#### [PROMPT]
Scan the entries below for "tower" and copy each line that holds it.

(MATERIAL PROVIDED begins)

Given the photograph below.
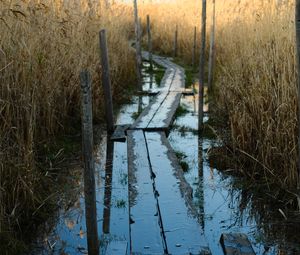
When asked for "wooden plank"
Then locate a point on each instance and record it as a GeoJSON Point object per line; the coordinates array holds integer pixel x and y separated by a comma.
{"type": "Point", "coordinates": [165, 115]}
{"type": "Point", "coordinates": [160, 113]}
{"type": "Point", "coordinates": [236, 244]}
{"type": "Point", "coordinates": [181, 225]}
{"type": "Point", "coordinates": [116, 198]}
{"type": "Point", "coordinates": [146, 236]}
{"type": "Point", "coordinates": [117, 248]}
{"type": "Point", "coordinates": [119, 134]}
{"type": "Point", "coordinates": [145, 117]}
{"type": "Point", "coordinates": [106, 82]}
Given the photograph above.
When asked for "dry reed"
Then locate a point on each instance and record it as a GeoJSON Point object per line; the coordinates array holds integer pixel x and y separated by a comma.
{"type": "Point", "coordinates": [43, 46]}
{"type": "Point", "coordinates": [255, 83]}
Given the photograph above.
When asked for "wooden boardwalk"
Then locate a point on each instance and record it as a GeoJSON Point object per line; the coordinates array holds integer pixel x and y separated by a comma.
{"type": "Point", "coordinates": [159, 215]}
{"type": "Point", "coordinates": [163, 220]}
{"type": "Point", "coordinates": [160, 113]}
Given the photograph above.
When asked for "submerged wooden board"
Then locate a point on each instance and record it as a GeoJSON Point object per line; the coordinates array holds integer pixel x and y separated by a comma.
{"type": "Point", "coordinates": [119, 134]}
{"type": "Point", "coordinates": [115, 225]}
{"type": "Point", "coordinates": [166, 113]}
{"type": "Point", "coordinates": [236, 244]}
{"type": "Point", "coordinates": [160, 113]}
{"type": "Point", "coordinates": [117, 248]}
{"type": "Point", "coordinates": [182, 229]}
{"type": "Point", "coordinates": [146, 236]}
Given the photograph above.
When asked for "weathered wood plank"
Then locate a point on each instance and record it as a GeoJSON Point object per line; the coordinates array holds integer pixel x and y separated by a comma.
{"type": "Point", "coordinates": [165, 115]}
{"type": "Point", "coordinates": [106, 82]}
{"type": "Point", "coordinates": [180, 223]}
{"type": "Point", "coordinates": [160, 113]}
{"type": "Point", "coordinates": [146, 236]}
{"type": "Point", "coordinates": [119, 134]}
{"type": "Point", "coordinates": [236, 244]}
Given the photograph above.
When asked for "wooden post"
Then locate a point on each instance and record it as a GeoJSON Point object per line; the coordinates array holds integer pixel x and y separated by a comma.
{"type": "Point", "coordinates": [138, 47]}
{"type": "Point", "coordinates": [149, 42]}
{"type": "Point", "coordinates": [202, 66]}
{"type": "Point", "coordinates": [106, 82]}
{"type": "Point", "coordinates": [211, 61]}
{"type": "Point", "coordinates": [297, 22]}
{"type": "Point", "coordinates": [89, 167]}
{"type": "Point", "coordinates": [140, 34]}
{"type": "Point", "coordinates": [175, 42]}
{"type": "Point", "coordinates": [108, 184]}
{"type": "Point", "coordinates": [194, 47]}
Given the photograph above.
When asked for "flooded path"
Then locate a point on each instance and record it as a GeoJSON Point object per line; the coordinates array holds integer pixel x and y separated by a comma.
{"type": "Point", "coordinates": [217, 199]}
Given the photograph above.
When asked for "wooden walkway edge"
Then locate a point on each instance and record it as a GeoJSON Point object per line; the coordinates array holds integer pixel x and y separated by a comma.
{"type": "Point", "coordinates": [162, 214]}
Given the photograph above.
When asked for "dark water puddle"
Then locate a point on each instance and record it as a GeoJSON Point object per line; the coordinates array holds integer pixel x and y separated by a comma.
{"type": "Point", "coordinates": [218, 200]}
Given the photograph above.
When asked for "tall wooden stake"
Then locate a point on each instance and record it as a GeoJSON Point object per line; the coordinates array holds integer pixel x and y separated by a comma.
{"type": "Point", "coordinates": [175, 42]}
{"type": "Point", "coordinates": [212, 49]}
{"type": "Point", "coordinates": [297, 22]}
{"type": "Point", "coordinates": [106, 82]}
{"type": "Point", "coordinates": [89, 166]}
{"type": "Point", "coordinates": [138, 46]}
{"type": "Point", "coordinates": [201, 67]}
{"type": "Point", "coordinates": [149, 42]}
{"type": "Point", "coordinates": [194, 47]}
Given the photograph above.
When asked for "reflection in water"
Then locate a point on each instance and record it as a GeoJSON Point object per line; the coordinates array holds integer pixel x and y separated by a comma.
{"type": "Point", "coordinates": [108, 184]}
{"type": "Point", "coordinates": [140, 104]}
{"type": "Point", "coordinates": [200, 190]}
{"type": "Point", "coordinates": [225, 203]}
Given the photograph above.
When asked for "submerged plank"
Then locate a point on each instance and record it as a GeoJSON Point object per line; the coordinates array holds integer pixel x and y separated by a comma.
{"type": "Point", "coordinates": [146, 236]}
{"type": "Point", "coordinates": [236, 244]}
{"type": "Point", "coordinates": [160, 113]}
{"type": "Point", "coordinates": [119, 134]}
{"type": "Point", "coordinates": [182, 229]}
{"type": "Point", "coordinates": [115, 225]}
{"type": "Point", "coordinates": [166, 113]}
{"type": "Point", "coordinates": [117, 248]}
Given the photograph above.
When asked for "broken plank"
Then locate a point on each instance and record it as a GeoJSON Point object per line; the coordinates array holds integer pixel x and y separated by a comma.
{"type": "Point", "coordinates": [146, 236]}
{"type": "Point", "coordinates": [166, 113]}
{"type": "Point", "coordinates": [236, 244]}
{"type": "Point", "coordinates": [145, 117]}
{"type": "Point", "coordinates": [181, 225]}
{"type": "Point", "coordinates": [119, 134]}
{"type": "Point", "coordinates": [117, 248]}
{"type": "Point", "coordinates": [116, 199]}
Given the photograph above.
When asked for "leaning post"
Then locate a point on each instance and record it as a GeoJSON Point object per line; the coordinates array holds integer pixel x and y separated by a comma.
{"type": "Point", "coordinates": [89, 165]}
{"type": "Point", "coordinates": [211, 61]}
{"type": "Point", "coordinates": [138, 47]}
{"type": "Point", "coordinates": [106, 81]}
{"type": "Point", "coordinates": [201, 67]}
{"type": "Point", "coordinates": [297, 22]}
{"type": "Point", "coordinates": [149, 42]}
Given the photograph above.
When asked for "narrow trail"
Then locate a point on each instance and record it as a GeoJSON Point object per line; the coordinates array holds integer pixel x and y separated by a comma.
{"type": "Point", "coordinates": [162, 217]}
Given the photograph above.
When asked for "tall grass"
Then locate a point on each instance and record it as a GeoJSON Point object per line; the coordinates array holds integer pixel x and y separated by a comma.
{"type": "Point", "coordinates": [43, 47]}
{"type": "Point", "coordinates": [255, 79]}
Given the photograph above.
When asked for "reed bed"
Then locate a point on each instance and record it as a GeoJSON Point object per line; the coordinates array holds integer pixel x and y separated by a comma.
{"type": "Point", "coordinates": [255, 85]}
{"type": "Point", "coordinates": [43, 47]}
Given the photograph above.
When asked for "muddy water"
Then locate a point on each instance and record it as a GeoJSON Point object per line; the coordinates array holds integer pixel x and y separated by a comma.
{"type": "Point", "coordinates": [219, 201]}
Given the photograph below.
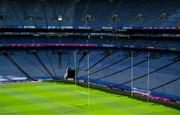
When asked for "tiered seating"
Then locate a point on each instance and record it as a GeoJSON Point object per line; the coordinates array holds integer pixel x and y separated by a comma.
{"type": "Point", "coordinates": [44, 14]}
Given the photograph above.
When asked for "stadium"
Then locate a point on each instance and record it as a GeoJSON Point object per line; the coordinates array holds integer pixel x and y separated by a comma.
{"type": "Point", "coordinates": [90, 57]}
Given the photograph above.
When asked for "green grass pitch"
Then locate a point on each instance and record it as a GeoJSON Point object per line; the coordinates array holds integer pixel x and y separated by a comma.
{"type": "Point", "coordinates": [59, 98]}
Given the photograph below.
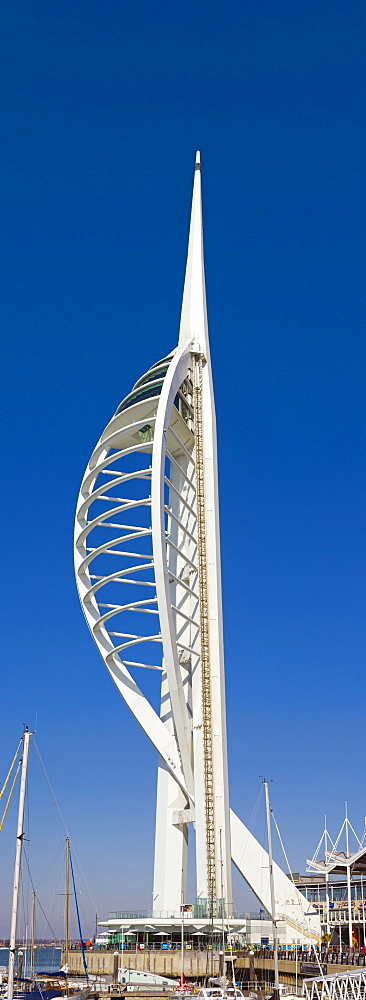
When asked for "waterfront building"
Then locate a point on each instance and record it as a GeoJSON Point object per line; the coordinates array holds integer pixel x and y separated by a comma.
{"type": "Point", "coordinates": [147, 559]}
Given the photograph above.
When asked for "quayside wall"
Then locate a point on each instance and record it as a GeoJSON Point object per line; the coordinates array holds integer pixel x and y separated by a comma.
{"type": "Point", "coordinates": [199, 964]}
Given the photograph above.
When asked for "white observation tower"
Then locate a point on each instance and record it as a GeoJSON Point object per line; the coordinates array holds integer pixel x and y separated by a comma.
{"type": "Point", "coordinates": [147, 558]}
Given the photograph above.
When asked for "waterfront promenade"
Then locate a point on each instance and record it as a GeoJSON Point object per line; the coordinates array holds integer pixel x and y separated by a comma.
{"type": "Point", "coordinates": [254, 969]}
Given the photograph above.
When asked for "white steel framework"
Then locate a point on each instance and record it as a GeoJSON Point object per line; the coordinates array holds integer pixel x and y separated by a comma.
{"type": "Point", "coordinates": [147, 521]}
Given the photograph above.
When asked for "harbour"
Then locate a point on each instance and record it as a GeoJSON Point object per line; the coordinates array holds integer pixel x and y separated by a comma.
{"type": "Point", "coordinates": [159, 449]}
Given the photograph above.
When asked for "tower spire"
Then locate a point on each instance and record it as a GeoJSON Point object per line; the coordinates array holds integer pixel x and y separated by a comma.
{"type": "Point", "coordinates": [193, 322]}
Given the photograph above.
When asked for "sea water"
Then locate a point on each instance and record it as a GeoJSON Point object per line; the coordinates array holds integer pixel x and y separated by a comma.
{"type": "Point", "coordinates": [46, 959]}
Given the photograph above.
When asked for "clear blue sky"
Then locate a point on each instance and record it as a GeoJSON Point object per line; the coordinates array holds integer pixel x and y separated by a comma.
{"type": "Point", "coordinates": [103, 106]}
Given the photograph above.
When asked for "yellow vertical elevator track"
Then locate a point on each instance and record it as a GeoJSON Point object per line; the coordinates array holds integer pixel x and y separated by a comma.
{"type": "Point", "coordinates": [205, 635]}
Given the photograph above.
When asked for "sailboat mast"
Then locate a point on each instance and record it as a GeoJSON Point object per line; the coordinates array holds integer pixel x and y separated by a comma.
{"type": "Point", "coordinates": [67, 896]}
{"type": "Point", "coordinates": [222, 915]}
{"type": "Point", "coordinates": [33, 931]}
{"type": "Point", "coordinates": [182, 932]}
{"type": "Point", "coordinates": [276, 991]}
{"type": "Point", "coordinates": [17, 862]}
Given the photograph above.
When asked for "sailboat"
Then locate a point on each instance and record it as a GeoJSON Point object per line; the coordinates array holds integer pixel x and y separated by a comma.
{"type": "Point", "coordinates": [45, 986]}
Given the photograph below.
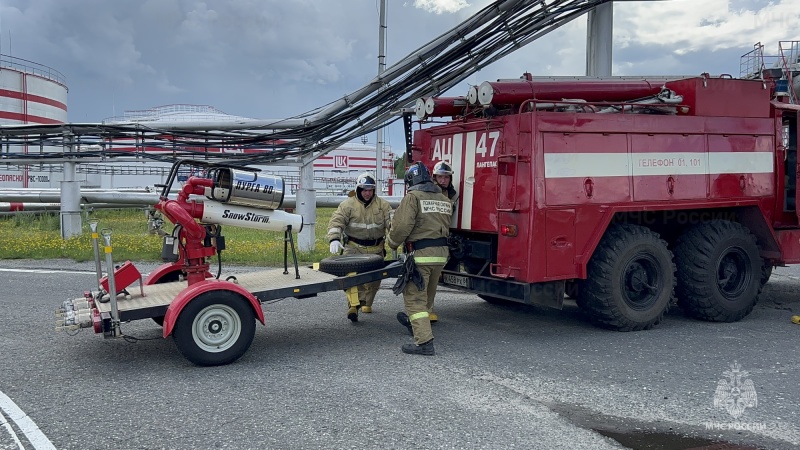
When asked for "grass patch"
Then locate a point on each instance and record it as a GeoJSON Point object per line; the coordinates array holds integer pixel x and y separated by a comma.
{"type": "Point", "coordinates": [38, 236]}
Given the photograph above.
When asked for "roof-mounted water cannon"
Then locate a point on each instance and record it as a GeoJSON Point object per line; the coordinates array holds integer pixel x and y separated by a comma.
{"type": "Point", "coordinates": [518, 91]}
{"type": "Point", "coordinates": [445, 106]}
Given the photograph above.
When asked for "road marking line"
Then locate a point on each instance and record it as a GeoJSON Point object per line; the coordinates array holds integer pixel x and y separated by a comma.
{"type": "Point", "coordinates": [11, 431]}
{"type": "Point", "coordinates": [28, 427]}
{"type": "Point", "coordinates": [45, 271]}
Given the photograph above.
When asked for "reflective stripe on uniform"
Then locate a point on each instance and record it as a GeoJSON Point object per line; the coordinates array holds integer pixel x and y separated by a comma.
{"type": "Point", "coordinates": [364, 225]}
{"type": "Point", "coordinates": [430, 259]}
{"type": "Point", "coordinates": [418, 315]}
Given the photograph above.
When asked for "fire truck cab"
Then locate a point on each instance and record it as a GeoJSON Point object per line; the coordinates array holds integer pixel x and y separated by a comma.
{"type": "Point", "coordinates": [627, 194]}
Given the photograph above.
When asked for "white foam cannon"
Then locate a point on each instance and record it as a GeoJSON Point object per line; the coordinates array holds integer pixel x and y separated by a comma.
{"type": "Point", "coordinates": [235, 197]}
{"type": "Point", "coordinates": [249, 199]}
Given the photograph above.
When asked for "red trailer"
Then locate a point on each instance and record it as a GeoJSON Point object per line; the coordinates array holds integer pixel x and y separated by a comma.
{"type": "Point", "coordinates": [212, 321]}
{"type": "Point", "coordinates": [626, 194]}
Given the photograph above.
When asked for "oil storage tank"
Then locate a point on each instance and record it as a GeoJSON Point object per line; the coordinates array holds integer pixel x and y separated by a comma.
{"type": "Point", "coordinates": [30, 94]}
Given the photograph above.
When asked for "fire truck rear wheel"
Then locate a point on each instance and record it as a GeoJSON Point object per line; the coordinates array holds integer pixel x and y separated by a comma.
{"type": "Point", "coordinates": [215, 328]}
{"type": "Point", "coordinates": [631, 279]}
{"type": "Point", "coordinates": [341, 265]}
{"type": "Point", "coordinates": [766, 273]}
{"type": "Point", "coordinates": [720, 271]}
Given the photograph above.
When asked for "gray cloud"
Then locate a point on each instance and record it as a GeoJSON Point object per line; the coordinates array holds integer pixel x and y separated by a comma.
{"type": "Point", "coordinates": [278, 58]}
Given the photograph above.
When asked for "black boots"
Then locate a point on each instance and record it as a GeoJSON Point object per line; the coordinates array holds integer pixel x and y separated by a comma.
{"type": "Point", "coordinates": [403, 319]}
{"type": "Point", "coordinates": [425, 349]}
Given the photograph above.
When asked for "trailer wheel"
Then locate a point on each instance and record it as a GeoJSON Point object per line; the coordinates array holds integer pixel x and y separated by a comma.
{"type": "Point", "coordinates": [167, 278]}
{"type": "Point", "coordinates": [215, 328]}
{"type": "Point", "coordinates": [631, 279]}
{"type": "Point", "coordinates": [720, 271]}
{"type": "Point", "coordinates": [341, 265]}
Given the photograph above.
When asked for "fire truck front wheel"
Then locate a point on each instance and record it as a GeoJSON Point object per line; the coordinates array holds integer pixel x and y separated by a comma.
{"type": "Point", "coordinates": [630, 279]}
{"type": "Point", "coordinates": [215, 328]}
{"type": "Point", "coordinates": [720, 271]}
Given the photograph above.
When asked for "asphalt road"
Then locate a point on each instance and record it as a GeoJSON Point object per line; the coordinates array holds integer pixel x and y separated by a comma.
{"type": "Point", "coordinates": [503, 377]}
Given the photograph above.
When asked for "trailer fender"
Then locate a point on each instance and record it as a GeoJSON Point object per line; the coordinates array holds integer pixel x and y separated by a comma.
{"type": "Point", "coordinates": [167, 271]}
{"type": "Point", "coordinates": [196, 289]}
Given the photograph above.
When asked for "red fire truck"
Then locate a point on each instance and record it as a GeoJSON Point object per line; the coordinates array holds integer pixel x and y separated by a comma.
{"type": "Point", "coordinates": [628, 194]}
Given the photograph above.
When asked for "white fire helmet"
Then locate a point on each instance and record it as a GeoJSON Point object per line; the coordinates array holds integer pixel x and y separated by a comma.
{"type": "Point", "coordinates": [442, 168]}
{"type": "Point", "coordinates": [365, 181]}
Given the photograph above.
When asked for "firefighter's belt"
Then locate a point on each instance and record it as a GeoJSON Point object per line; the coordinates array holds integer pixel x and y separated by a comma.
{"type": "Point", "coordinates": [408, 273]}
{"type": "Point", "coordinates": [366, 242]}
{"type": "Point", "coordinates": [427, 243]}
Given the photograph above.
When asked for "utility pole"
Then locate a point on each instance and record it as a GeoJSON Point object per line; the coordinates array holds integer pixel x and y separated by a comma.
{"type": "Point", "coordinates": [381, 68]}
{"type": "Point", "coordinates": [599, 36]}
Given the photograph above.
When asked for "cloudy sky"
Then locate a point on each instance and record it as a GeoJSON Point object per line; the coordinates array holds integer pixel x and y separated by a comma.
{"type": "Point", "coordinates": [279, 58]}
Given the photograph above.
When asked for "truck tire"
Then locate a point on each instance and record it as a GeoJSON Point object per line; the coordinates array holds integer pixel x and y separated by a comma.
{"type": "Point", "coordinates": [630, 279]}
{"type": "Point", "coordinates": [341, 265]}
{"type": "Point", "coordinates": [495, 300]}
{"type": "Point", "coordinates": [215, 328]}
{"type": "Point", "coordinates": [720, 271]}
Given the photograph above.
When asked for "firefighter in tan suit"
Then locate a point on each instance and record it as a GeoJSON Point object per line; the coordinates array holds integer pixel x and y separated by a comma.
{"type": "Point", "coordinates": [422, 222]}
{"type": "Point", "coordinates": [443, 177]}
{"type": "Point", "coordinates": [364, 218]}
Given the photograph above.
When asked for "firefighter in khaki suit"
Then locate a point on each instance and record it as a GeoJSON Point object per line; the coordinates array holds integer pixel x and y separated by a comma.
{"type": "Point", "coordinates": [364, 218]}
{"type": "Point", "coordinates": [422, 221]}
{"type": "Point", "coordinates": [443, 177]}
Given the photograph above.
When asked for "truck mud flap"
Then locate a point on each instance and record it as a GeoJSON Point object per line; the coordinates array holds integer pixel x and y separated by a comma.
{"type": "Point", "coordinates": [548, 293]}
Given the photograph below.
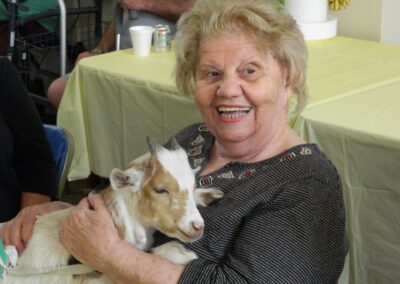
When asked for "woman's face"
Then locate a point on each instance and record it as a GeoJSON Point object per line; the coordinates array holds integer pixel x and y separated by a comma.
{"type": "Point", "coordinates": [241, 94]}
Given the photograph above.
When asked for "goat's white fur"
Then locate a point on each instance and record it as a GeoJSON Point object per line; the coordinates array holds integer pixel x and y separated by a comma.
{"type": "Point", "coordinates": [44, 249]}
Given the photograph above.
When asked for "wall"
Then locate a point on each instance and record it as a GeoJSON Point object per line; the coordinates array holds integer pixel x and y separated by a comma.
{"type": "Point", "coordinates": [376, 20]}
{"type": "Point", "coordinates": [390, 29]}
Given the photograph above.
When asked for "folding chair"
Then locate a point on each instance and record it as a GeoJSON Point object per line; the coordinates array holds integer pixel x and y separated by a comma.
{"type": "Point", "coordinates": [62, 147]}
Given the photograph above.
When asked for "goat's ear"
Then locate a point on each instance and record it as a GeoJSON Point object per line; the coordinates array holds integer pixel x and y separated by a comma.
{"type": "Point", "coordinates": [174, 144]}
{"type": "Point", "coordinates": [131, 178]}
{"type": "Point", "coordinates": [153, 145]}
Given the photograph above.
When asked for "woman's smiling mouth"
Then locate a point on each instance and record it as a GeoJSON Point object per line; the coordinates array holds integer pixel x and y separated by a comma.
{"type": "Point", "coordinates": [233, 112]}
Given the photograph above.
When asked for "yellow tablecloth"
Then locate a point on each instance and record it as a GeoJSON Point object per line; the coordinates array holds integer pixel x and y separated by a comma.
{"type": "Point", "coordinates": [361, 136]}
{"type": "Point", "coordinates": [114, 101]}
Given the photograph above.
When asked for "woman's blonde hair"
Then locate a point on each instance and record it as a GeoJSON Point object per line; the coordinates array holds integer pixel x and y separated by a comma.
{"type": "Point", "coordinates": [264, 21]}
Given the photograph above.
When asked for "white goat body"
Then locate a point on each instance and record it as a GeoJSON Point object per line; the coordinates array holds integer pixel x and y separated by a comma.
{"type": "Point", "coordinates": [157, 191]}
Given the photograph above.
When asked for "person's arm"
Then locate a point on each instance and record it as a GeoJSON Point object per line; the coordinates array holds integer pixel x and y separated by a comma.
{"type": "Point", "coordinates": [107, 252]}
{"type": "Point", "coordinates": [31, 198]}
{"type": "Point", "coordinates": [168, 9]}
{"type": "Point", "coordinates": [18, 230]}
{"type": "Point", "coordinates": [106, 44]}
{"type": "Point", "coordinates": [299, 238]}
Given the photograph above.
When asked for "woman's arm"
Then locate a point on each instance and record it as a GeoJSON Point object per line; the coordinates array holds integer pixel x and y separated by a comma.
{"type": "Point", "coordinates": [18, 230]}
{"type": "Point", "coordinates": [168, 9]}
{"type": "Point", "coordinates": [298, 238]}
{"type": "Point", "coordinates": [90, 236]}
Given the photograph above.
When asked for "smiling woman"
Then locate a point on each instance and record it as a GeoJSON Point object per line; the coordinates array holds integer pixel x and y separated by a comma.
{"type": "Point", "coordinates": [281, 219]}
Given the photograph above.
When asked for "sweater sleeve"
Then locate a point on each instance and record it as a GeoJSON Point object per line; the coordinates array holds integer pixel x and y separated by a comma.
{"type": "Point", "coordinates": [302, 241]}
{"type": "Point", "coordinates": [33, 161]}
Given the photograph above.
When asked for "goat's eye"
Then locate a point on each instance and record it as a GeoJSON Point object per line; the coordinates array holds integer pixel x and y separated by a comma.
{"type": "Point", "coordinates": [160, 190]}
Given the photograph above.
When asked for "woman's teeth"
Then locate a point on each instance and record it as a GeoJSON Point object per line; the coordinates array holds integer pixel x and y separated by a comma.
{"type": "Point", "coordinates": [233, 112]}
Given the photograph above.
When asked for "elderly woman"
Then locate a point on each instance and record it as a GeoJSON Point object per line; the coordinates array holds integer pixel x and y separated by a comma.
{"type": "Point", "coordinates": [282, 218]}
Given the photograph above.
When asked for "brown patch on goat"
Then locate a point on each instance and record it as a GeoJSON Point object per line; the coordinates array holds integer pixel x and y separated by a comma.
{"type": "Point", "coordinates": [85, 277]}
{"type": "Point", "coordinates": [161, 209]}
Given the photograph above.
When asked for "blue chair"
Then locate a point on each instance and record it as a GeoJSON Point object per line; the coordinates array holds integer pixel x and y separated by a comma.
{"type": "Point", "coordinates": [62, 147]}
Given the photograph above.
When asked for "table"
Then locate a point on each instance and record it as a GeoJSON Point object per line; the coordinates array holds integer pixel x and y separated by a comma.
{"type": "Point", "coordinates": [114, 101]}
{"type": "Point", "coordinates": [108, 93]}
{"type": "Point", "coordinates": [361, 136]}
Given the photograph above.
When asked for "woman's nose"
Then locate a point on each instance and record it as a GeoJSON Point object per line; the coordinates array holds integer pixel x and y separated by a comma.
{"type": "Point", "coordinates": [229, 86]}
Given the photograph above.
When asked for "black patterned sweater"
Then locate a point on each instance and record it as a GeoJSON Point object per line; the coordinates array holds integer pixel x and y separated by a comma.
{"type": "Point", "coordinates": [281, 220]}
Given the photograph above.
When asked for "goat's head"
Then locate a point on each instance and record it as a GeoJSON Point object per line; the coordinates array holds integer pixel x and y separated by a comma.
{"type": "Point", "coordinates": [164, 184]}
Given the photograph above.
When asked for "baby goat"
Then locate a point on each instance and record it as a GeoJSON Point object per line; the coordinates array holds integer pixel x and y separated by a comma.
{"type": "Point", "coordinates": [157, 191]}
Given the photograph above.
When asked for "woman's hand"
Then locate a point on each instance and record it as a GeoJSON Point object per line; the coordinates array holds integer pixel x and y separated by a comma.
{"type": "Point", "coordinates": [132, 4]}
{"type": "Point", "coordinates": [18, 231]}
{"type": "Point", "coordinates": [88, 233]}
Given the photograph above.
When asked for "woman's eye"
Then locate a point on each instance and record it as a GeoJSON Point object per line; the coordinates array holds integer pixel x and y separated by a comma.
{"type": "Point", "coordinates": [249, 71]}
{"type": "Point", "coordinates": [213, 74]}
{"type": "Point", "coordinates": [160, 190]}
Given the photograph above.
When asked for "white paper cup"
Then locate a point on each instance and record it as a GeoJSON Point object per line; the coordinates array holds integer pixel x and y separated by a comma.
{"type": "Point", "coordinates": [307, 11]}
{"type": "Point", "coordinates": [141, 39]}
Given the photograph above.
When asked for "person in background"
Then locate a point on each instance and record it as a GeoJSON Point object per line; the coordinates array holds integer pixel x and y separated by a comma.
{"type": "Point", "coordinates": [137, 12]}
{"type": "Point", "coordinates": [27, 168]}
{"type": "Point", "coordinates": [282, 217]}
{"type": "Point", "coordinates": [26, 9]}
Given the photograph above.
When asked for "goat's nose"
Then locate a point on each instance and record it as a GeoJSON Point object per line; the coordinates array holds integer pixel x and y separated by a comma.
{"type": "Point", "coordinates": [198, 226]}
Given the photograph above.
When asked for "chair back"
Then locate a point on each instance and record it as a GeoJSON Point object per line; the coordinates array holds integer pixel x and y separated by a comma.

(MATERIAL PROVIDED ends)

#### [SOLUTION FOR THIS PROBLEM]
When asked for "white observation tower"
When asked for "tower spire"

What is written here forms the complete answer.